[Entries from a dataset]
— start —

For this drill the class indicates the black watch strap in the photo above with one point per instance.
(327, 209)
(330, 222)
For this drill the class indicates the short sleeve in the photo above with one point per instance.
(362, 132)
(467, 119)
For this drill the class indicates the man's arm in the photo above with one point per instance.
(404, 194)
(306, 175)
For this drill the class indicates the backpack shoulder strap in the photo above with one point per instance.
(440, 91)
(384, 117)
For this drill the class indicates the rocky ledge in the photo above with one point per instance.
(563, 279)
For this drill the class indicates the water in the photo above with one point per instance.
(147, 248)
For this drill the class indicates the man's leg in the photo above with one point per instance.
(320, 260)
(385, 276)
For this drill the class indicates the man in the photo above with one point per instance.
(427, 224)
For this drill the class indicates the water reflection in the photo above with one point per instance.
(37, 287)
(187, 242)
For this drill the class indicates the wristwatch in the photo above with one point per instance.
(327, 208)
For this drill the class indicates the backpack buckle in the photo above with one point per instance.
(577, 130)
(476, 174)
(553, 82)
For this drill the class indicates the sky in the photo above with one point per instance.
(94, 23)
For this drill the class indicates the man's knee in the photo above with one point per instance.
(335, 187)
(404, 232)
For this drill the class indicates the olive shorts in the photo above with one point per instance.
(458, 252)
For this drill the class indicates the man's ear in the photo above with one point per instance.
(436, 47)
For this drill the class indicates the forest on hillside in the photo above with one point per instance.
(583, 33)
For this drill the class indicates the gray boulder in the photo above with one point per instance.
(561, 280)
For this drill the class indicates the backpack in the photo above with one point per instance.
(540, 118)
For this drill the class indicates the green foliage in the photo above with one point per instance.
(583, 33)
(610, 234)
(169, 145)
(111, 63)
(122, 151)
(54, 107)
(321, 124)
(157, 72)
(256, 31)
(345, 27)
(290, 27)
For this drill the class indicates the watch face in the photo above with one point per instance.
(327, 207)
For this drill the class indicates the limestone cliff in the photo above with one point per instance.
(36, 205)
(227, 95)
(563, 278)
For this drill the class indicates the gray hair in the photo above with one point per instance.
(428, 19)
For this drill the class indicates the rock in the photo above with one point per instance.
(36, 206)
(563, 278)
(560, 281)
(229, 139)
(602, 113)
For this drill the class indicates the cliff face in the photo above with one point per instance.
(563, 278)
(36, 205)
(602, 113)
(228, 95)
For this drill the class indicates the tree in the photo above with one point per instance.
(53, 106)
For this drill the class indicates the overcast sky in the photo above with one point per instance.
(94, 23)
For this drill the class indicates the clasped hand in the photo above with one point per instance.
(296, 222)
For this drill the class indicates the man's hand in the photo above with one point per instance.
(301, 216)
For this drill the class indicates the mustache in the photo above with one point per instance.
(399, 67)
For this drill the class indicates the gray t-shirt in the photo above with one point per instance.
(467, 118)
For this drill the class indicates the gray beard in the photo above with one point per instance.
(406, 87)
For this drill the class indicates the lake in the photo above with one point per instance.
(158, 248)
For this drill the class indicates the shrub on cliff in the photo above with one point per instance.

— end —

Written task:
Copy out the lines from the one containing "For this drill the class indicates the gray beard" through the last line, both ends included, with nothing changed.

Result below:
For this drill the class indicates the gray beard in the photo above with one point per instance.
(406, 87)
For this drill the class indicates the lake in the photo above with one point per instance.
(158, 248)
For this drill the class indicates the shrub on cliff in the photo above with one point per instance.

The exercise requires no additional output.